▶ _Task prompt_
Copy out every line of the records below that contains the word "orchid". Case counts, so a line only matches when its capital and small letters are the same as in the word.

[start of Material provided]

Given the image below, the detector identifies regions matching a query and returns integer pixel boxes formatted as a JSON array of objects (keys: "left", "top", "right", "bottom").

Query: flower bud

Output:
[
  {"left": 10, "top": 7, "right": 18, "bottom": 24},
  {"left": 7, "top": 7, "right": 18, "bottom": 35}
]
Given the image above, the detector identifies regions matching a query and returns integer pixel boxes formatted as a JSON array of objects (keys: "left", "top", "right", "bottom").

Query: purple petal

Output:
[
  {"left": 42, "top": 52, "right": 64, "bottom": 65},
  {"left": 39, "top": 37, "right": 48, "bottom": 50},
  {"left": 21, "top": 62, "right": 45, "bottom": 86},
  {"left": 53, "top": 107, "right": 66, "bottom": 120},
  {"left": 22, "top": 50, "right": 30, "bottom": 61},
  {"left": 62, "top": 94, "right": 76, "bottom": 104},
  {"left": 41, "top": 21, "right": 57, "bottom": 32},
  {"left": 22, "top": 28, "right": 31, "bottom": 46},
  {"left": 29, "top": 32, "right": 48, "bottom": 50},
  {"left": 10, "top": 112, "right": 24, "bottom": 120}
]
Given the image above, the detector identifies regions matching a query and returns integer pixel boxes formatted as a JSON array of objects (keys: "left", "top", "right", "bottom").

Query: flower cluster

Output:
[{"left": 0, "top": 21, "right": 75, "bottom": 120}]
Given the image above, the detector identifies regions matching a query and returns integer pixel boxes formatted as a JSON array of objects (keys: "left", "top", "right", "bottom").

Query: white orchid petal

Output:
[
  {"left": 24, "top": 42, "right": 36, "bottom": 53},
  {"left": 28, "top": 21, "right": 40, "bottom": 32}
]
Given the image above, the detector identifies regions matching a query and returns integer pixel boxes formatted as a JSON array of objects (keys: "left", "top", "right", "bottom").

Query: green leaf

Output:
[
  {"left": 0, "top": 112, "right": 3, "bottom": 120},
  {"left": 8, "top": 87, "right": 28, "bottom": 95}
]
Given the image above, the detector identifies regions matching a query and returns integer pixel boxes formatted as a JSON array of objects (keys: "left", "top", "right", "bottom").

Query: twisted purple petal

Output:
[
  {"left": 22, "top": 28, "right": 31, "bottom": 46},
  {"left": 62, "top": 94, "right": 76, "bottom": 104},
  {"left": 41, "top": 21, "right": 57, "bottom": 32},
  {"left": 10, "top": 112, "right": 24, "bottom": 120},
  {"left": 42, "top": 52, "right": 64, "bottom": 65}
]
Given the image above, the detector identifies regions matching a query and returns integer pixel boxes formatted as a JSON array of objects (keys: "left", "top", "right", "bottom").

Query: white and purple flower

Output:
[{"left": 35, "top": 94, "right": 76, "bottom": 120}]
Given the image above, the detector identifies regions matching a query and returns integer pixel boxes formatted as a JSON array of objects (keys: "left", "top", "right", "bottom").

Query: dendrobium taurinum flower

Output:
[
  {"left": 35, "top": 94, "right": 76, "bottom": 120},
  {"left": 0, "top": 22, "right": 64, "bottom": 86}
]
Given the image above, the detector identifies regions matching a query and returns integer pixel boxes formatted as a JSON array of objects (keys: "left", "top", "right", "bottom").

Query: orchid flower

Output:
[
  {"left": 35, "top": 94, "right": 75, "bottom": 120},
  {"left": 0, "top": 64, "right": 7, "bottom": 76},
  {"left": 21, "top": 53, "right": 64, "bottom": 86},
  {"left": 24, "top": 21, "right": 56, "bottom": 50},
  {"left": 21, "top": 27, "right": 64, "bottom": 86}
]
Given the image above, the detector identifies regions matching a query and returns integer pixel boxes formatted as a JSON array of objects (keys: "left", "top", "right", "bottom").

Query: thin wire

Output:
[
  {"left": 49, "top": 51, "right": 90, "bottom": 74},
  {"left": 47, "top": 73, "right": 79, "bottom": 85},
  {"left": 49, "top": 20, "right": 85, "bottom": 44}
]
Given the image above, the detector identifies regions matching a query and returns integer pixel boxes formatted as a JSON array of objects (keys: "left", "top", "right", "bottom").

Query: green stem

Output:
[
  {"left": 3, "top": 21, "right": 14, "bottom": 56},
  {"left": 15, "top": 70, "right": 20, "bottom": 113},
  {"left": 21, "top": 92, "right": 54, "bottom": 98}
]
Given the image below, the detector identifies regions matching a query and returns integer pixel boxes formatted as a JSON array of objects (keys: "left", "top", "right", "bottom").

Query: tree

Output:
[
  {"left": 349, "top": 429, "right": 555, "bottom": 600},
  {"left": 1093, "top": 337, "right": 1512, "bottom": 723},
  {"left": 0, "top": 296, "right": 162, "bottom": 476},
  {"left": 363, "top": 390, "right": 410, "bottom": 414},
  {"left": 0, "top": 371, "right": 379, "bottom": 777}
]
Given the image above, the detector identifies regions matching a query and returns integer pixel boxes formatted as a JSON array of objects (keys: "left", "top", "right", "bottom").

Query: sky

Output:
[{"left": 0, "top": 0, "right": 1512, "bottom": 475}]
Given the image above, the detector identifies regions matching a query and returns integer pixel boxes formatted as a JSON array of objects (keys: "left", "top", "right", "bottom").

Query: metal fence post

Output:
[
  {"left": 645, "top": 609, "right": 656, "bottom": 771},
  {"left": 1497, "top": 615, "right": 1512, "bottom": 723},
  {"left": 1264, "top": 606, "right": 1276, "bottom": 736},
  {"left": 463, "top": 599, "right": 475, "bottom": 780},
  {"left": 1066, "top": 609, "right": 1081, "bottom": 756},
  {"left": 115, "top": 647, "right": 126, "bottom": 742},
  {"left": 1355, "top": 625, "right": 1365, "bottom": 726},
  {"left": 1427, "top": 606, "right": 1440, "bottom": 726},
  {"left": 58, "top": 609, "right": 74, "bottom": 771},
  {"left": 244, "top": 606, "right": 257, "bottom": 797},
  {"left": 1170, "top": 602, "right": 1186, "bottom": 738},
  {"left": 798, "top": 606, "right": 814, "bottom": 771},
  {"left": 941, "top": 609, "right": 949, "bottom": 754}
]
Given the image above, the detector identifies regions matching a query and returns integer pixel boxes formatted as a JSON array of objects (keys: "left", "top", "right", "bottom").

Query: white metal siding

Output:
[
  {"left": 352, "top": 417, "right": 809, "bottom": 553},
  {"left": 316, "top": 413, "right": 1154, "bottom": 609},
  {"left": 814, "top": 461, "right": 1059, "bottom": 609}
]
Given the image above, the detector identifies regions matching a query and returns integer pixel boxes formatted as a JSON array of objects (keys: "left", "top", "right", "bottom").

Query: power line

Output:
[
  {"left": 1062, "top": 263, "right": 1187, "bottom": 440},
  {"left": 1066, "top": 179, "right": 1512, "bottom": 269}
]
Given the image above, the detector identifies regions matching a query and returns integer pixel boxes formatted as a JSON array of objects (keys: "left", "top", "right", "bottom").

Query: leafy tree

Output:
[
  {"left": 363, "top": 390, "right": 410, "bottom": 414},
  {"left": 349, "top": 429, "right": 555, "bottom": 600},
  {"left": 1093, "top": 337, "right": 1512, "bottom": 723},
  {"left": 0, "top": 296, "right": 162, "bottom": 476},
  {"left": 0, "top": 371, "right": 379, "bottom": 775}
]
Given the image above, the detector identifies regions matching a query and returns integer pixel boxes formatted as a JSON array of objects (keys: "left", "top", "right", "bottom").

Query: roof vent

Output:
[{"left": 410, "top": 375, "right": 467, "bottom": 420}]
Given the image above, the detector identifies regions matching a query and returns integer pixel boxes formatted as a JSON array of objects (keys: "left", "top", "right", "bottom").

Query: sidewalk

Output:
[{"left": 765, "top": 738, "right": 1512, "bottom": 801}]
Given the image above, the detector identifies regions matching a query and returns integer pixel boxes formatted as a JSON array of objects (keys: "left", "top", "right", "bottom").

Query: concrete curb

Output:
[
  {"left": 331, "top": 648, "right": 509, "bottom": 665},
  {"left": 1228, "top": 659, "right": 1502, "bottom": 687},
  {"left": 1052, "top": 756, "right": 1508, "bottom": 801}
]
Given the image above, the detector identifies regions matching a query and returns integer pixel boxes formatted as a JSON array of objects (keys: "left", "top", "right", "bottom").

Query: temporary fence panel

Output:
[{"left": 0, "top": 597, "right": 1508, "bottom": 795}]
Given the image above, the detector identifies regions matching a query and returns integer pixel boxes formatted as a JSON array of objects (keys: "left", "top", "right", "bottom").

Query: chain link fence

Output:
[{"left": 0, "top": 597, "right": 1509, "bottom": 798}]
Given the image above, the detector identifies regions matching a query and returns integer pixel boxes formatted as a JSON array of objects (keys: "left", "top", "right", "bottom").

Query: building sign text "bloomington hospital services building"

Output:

[end of Material provided]

▶ _Correct response_
Query: white orchid petal
Query: orchid flower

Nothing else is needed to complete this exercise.